Stored data entries:
-- -- --

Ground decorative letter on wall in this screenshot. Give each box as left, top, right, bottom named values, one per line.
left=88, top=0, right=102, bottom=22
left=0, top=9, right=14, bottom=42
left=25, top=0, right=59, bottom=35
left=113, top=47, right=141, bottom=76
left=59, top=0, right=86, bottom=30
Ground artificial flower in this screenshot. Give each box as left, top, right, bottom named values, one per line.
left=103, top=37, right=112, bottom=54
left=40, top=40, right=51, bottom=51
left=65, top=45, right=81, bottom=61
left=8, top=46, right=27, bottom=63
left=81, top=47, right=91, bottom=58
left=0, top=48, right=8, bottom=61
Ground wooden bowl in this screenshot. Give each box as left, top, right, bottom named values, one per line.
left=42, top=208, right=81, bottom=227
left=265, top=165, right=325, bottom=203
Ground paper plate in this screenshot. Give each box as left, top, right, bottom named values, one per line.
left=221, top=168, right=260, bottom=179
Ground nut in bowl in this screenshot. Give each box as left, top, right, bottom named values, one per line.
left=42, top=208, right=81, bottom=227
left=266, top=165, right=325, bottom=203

-- -- --

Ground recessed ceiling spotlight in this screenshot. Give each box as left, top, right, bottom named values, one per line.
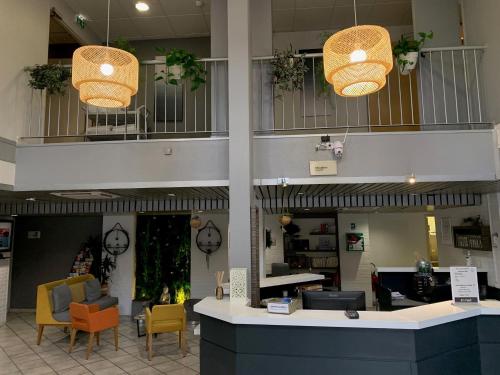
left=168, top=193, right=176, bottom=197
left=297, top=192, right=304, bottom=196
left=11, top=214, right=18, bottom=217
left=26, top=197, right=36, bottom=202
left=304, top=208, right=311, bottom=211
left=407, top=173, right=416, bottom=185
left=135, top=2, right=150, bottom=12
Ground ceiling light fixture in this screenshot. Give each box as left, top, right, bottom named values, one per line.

-- -- --

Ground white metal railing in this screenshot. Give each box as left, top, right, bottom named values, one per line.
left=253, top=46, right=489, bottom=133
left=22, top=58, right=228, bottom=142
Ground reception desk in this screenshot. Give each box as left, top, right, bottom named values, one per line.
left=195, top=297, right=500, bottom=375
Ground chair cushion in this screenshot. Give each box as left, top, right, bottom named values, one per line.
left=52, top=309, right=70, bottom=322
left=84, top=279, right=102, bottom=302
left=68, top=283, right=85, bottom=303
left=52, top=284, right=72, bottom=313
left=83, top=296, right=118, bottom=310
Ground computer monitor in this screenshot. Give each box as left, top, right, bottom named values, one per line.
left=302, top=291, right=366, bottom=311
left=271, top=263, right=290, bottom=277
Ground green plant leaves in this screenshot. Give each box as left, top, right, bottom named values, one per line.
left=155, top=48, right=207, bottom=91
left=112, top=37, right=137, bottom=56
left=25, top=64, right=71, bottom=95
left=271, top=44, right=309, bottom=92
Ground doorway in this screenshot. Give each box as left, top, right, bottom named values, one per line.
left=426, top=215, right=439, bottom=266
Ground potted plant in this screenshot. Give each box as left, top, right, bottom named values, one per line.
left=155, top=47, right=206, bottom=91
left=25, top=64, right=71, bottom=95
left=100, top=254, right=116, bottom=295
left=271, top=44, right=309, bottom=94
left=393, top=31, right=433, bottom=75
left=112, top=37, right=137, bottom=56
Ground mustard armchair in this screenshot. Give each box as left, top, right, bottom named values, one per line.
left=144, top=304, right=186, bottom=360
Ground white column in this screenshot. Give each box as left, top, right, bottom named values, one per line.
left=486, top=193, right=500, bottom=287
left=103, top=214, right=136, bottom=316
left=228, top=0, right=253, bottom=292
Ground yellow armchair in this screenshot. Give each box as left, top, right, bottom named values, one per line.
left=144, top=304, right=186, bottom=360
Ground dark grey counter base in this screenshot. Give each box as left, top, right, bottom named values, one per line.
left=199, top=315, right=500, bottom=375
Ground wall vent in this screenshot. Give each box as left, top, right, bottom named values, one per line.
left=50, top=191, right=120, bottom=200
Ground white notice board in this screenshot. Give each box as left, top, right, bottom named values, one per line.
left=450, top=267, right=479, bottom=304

-- -- --

* Exercise aim
Set the pictures aside and reproduce exactly the lines above, from the line holding "Ground recessed ceiling" through the line holding "Ground ceiling light", both included, with nothing else.

* Answer section
Ground recessed ceiling spotlight in this screenshot. Give each box as left, top, right, bottom named values, one per line.
left=168, top=193, right=176, bottom=197
left=297, top=192, right=304, bottom=196
left=11, top=214, right=18, bottom=217
left=26, top=197, right=36, bottom=202
left=304, top=208, right=311, bottom=211
left=407, top=173, right=416, bottom=185
left=135, top=2, right=150, bottom=12
Ground ceiling light fixture in this screenshot. Give each box as left, top, right, bottom named values, one per line.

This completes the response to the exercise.